• _DATA RECORDS_:
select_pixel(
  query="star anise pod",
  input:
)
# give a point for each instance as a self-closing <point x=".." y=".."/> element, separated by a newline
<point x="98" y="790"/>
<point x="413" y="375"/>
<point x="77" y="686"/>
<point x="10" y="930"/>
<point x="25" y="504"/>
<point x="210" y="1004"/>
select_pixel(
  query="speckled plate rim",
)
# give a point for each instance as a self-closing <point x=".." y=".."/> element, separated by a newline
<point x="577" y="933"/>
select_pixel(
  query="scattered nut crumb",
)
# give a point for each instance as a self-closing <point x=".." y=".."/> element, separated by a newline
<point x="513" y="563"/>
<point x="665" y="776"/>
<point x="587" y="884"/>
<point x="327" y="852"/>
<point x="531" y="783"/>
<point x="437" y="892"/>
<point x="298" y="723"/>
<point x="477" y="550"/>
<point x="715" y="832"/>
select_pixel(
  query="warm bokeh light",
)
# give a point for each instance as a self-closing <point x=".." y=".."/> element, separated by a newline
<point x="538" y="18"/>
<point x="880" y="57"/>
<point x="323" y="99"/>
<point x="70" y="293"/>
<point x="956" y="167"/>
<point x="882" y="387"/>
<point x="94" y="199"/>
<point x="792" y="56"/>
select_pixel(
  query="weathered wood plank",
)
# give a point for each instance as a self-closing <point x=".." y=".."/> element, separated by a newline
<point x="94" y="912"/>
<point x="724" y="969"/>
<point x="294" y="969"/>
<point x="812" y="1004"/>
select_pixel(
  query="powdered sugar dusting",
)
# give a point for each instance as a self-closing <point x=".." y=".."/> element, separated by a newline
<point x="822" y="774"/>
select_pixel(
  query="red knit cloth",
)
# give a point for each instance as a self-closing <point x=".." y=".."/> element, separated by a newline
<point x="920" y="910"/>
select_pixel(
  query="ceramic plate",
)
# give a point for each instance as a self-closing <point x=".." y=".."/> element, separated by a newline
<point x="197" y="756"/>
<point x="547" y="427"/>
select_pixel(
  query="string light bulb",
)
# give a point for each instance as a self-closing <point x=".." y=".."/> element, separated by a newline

• _WRITTEN EXERCISE_:
Give all the records again. Match them exactly.

• _EXERCISE RESPONSE_:
select_pixel(
  query="star anise pod",
  input:
)
# give a point for each instance as a self-closing <point x=".." y=".."/> element, separated by a newline
<point x="98" y="790"/>
<point x="413" y="375"/>
<point x="77" y="686"/>
<point x="10" y="930"/>
<point x="25" y="504"/>
<point x="210" y="1004"/>
select_pixel(
  query="speckled plate rim",
)
# give a point for each instance as a self-closing <point x=".." y=".."/> element, separated by a newline
<point x="577" y="933"/>
select_pixel(
  query="scattered nut crumb",
)
# give a point for each instance as a self-closing <point x=".." y=".."/> element, separated by a newline
<point x="513" y="563"/>
<point x="665" y="776"/>
<point x="587" y="884"/>
<point x="327" y="852"/>
<point x="531" y="783"/>
<point x="437" y="892"/>
<point x="298" y="723"/>
<point x="477" y="550"/>
<point x="715" y="832"/>
select_pixel(
  query="warm bokeh light",
)
# give a point for each instance as a self-closing <point x=".." y=".."/> element, separated by a newline
<point x="538" y="18"/>
<point x="880" y="57"/>
<point x="323" y="99"/>
<point x="70" y="293"/>
<point x="956" y="167"/>
<point x="882" y="387"/>
<point x="94" y="199"/>
<point x="792" y="56"/>
select_pixel(
  query="weathered wood plank",
)
# give a point for each instance as a self-closing <point x=".." y=".."/> element, separated by a newline
<point x="94" y="912"/>
<point x="724" y="969"/>
<point x="294" y="969"/>
<point x="812" y="1004"/>
select_pixel(
  query="powdered sugar dusting",
)
# give a point for each instance as a self-closing <point x=".." y=".."/> element, separated by a newline
<point x="822" y="774"/>
select_pixel(
  query="red knit cloth",
)
# give a point for each instance as a self-closing <point x=".." y=".."/> element, separated by a newline
<point x="920" y="910"/>
select_pixel(
  query="ceramic plate",
)
# give a point for each instance as a self-closing <point x=".." y=".."/> element, separated by a newline
<point x="197" y="756"/>
<point x="547" y="427"/>
select_pixel(
  query="string light bulb",
)
# give a point for each instance as a self-closing <point x=".." y=".."/> element, separated by a newline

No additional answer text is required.